» **WHAT IS ASKED**
Print exactly the lines from the line with "Could you please indicate the roof" to the last line of the data, please, both included.

» **RECORDED INFORMATION**
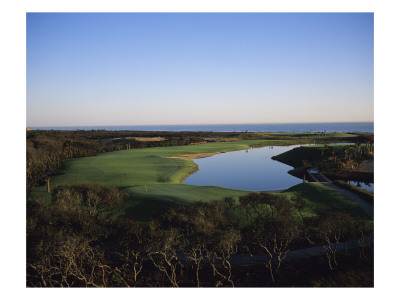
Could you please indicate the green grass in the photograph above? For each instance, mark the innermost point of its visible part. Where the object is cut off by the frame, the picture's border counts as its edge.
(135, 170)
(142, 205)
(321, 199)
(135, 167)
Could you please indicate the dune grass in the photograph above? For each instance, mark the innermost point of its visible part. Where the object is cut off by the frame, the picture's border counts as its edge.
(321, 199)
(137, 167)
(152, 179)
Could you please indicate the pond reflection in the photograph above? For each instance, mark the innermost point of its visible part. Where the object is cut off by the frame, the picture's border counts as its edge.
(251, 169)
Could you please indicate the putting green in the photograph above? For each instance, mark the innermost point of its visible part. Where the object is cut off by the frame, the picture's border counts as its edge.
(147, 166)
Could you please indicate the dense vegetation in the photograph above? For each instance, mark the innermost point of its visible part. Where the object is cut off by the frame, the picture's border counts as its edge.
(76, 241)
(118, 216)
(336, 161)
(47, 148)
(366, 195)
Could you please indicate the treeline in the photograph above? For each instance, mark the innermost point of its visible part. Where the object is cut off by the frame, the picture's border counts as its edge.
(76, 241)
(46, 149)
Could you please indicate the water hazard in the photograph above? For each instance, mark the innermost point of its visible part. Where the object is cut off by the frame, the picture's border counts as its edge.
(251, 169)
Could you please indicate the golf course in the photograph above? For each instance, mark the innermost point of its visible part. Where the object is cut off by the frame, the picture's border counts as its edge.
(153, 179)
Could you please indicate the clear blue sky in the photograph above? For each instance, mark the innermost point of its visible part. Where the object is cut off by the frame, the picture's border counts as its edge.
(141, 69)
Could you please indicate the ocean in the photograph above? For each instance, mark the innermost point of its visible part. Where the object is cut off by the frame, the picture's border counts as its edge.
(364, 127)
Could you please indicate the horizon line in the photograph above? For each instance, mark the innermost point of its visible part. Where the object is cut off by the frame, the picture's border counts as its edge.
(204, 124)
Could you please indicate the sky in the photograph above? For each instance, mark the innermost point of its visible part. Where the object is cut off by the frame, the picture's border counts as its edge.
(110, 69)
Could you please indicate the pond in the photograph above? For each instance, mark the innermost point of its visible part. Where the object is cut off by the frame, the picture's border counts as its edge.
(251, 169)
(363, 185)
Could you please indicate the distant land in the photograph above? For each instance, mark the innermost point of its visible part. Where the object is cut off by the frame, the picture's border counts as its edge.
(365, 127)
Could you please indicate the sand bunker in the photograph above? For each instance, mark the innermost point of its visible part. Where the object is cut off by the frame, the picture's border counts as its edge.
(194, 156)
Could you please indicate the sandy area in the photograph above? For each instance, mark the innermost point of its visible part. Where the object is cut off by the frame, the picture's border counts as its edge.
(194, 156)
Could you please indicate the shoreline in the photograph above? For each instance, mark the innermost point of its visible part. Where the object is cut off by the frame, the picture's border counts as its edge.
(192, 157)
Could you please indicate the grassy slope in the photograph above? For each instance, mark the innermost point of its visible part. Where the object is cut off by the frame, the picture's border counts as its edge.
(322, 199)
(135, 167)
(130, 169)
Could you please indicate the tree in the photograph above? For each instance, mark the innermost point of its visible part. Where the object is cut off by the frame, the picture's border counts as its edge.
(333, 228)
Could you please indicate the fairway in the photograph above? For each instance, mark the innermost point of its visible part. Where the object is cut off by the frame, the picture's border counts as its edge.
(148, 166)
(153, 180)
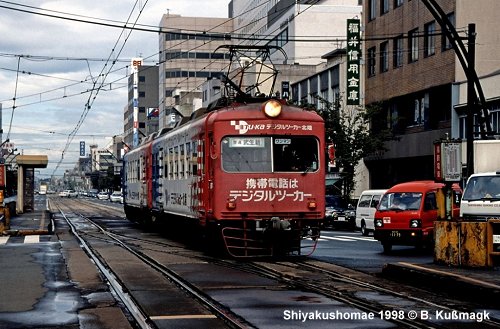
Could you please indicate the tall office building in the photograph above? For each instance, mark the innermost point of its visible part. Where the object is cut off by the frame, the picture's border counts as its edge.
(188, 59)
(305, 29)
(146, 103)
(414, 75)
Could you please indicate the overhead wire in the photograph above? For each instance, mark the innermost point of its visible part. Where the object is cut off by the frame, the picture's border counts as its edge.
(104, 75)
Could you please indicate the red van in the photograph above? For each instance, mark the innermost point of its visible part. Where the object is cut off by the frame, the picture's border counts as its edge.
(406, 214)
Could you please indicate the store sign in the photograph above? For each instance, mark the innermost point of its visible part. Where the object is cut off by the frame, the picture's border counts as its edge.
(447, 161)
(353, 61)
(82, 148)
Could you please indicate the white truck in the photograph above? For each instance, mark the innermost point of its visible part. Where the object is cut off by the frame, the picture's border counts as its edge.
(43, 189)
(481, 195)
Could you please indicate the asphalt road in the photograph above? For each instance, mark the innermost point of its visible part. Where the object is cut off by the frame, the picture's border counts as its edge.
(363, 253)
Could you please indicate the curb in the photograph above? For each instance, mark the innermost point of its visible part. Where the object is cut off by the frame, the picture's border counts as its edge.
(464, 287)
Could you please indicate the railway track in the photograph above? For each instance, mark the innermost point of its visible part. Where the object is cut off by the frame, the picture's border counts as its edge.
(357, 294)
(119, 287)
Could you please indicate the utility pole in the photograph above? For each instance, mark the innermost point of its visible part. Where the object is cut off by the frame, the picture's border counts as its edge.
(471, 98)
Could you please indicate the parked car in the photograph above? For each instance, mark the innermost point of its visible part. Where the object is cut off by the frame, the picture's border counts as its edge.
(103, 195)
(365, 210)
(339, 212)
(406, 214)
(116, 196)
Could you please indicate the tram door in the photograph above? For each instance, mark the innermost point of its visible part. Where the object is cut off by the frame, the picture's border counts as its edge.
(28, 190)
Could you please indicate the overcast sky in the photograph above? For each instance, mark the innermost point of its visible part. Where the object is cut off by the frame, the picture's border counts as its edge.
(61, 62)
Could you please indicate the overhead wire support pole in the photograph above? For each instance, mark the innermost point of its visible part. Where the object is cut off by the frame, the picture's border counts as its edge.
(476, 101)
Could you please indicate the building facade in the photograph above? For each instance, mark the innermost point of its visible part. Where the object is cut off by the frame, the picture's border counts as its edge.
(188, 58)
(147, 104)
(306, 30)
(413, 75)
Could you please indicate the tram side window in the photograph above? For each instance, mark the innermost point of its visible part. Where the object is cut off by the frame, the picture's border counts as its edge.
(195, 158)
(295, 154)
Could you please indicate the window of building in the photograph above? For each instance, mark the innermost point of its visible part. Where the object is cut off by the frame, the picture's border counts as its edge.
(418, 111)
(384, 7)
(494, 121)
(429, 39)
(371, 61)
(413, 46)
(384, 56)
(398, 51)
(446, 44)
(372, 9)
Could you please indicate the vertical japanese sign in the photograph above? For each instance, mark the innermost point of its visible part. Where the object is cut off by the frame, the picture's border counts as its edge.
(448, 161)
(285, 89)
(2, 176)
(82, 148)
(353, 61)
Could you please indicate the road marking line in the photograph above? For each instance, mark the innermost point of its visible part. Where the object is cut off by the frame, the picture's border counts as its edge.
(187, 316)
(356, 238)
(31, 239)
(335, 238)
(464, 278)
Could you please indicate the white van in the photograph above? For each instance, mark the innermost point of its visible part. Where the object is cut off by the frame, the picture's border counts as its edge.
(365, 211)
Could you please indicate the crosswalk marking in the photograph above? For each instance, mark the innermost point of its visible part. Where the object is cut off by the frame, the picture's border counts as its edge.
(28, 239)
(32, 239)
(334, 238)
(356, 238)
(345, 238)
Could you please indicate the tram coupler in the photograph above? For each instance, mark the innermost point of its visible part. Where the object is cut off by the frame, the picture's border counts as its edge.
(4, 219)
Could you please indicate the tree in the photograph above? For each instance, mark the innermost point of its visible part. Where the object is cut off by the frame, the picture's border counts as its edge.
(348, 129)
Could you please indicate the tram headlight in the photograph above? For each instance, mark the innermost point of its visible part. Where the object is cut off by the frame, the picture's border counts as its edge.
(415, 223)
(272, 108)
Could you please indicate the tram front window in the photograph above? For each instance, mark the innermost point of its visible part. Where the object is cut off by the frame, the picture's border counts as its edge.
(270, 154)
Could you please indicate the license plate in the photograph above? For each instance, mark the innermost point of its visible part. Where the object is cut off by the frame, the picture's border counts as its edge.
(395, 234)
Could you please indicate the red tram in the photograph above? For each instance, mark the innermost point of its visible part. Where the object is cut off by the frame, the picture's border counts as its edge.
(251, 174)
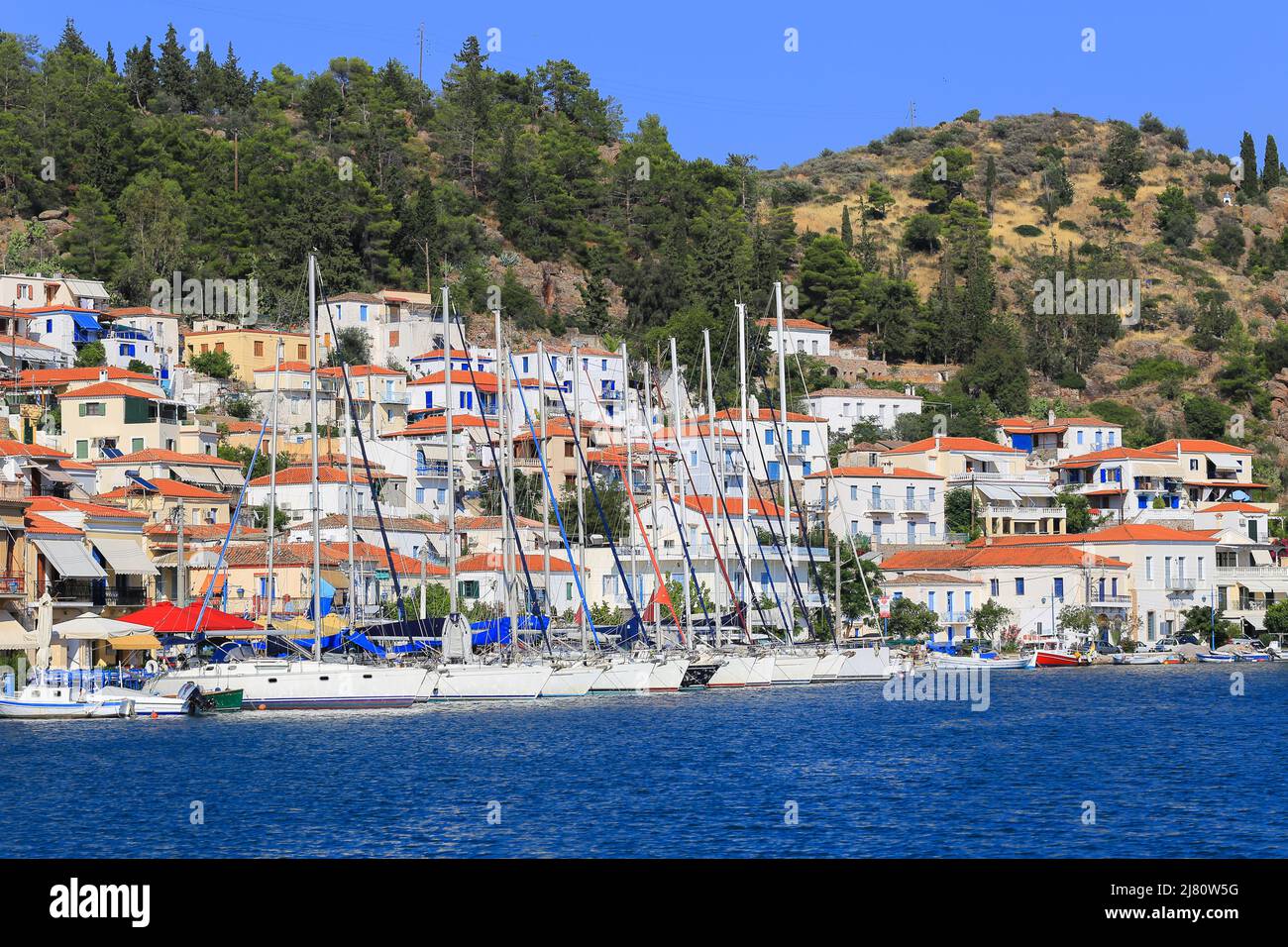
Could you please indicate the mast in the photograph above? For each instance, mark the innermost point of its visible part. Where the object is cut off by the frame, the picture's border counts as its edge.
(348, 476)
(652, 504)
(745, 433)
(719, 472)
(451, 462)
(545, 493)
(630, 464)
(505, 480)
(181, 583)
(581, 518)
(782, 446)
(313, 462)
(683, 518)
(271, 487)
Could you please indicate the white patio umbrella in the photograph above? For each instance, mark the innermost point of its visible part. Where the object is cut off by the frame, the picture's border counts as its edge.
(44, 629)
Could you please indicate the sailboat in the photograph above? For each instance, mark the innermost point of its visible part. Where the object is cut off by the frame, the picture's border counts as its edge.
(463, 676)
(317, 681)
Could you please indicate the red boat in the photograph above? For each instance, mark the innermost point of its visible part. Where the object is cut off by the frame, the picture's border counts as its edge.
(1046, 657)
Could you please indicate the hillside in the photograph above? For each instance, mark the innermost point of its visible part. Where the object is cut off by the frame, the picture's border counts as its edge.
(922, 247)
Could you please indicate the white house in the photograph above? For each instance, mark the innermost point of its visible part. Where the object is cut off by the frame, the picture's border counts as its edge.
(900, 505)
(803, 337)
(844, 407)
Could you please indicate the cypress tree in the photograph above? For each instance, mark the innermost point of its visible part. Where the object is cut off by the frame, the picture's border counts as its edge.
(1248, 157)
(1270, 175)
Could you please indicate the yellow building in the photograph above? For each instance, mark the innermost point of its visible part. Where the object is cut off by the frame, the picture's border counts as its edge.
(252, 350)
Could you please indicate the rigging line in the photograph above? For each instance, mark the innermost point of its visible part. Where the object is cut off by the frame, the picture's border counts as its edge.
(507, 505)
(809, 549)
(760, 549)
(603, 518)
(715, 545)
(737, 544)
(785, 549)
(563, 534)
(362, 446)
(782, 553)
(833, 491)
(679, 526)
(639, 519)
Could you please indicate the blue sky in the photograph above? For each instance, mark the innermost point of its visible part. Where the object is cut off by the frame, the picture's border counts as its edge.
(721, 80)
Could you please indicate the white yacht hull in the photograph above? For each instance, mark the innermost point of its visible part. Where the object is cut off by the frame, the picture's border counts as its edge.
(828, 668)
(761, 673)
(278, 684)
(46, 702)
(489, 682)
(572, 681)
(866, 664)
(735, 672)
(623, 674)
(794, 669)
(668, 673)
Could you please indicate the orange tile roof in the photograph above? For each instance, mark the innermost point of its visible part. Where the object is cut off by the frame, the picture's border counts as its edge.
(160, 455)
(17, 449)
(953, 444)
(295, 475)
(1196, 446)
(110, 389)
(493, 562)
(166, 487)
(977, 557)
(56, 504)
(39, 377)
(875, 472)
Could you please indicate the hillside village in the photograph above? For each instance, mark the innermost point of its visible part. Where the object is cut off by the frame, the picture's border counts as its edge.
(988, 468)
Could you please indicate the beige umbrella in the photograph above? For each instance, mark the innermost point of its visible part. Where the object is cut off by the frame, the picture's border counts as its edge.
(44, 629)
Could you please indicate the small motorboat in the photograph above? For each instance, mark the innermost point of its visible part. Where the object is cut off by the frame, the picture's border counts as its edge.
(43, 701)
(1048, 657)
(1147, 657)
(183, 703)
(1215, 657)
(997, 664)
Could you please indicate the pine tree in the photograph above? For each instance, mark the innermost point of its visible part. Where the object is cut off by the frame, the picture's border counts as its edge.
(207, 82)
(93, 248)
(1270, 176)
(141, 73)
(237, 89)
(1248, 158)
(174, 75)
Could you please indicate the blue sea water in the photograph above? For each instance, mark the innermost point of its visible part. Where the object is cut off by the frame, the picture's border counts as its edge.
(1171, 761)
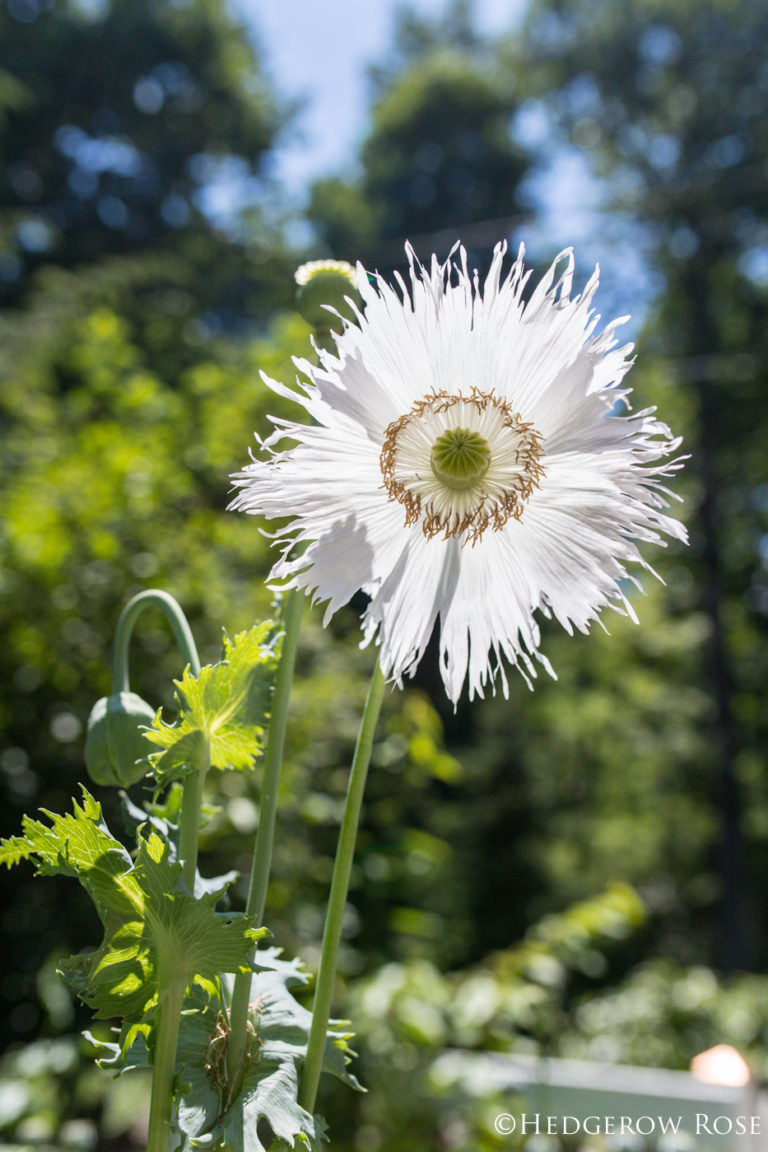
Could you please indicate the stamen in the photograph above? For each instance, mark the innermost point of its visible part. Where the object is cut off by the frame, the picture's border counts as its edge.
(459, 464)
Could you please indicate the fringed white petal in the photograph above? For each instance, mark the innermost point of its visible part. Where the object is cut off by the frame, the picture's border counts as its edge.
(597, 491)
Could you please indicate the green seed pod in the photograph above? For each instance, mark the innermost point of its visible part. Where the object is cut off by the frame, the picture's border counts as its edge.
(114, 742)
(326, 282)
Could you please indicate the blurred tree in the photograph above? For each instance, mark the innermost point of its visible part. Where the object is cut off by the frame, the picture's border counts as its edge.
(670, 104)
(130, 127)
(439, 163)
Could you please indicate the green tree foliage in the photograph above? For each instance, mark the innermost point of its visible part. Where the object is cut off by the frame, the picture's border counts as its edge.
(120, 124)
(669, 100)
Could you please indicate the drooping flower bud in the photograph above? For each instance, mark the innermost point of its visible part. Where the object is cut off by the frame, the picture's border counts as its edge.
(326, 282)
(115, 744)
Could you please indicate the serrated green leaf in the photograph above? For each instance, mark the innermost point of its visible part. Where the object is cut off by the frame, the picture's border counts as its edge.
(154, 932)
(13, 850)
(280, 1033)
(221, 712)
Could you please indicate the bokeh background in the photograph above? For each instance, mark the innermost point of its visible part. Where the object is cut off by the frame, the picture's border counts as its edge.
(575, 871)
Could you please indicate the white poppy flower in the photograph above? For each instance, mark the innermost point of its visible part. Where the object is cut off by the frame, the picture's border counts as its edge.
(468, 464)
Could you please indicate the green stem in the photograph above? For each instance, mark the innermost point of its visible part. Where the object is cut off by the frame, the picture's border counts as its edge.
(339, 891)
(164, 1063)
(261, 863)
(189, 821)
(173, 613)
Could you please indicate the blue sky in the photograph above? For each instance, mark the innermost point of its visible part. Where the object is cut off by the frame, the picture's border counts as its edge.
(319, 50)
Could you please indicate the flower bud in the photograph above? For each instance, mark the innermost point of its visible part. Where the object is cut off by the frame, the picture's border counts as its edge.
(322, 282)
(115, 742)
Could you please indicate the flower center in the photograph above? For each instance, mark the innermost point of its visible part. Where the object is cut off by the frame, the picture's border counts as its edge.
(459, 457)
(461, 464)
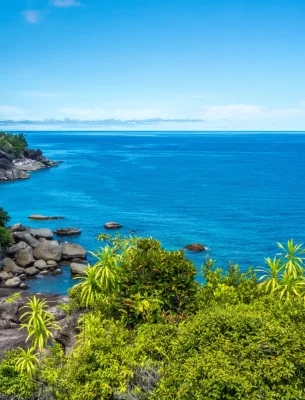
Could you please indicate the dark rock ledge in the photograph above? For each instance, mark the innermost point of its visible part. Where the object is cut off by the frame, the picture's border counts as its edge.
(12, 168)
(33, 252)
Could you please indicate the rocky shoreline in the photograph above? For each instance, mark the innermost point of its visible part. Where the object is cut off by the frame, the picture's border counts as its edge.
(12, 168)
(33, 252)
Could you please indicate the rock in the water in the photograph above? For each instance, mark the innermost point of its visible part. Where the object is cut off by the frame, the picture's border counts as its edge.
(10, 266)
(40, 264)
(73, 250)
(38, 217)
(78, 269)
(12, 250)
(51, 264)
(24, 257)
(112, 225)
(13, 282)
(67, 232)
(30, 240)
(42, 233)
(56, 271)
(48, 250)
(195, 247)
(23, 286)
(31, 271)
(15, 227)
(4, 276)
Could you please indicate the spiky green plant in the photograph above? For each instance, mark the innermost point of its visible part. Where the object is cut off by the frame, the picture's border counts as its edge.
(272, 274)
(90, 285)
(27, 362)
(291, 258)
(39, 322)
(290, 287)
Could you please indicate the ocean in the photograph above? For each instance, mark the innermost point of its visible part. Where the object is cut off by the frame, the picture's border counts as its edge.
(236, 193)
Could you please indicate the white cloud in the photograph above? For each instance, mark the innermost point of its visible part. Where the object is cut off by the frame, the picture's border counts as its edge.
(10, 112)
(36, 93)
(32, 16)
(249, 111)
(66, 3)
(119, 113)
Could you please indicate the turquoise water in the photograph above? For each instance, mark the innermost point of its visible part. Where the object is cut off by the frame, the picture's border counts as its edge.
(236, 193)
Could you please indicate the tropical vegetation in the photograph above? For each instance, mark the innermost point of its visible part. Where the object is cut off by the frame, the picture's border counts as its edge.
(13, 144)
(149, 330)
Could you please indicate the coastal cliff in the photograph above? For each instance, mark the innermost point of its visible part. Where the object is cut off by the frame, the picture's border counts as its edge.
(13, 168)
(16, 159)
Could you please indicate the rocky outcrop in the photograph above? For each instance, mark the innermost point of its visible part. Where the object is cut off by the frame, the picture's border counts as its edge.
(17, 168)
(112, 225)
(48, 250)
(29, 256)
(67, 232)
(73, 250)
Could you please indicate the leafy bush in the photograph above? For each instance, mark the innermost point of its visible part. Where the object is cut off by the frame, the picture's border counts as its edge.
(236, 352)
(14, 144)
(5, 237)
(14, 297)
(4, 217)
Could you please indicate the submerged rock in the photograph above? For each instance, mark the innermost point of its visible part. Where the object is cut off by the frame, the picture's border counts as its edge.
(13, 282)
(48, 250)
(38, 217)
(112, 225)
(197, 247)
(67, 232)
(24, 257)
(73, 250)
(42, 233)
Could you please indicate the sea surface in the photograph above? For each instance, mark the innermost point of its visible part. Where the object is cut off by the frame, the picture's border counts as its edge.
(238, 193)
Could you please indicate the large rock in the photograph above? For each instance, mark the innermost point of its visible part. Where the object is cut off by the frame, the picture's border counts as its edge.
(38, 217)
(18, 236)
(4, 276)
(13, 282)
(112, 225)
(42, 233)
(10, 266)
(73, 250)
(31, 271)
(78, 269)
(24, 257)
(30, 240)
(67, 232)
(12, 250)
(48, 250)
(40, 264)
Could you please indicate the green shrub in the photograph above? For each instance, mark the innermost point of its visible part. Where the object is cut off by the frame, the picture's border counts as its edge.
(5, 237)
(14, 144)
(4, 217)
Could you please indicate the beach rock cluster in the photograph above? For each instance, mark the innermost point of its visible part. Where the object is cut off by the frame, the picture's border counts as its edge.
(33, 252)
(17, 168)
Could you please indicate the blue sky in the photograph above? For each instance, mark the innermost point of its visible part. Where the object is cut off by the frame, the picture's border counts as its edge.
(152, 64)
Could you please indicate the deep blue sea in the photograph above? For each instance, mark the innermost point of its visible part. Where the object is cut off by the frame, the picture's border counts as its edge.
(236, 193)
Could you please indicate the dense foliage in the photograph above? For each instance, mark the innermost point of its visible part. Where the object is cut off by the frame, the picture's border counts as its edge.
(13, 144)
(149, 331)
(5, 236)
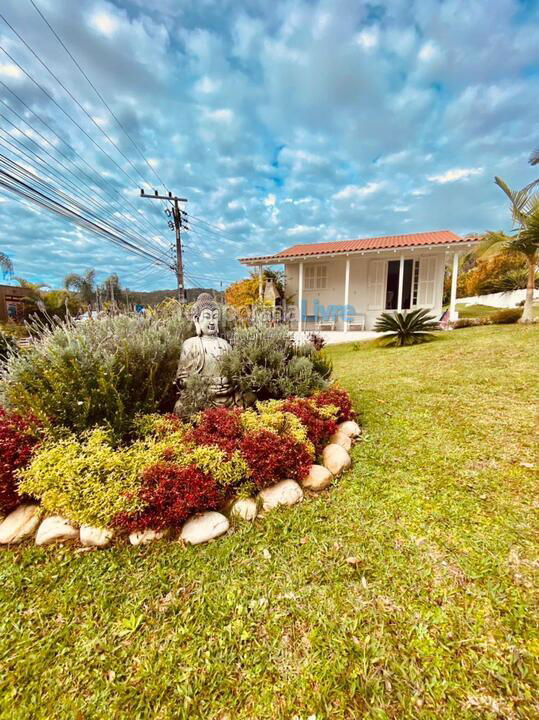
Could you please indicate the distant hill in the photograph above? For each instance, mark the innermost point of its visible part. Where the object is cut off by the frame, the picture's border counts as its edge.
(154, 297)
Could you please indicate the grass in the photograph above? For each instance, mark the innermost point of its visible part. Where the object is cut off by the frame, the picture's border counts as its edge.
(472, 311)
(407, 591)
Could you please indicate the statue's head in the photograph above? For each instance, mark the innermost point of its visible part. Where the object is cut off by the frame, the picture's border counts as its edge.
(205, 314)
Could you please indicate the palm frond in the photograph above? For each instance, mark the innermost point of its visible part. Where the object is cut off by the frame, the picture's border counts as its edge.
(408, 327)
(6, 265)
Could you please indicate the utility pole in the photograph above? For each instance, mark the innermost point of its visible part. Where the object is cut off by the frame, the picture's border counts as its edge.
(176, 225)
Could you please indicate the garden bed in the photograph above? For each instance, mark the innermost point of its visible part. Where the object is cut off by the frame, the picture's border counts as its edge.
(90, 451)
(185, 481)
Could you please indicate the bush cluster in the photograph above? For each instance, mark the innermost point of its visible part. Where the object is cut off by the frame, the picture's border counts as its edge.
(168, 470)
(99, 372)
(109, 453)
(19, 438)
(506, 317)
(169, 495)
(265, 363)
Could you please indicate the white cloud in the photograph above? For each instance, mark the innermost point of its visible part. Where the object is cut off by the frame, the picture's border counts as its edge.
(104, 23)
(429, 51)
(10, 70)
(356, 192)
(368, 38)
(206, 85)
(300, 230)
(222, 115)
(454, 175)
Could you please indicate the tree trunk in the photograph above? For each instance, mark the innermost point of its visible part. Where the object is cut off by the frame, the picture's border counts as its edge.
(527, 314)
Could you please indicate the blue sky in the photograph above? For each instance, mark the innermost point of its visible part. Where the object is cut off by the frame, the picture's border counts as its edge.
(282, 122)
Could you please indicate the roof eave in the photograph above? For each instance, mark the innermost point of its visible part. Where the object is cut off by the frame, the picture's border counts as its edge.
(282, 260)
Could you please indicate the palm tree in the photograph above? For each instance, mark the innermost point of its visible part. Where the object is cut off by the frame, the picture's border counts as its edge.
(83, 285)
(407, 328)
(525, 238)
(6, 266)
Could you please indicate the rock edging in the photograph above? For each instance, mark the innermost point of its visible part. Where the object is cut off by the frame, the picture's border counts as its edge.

» **CORRECT RESULT**
Could you please indicate the roof eave in the photograph above? For each instance, mark the innermost point of its visible part. Where the object is cut off by the frame, the picture's border counts as its edge.
(282, 260)
Could you please indicate the palm tree in the photograph above? For each instance, mark the innermost point of its visible part. Where the object is cut off by the frame, the picture's border counts as its edge.
(83, 285)
(407, 328)
(525, 238)
(6, 266)
Could you please indicate the rock edging in the photograph above? For each instance, mark the innermost point of its visible part. Where the object is cut off by the frame, the picture's border counts as its edge.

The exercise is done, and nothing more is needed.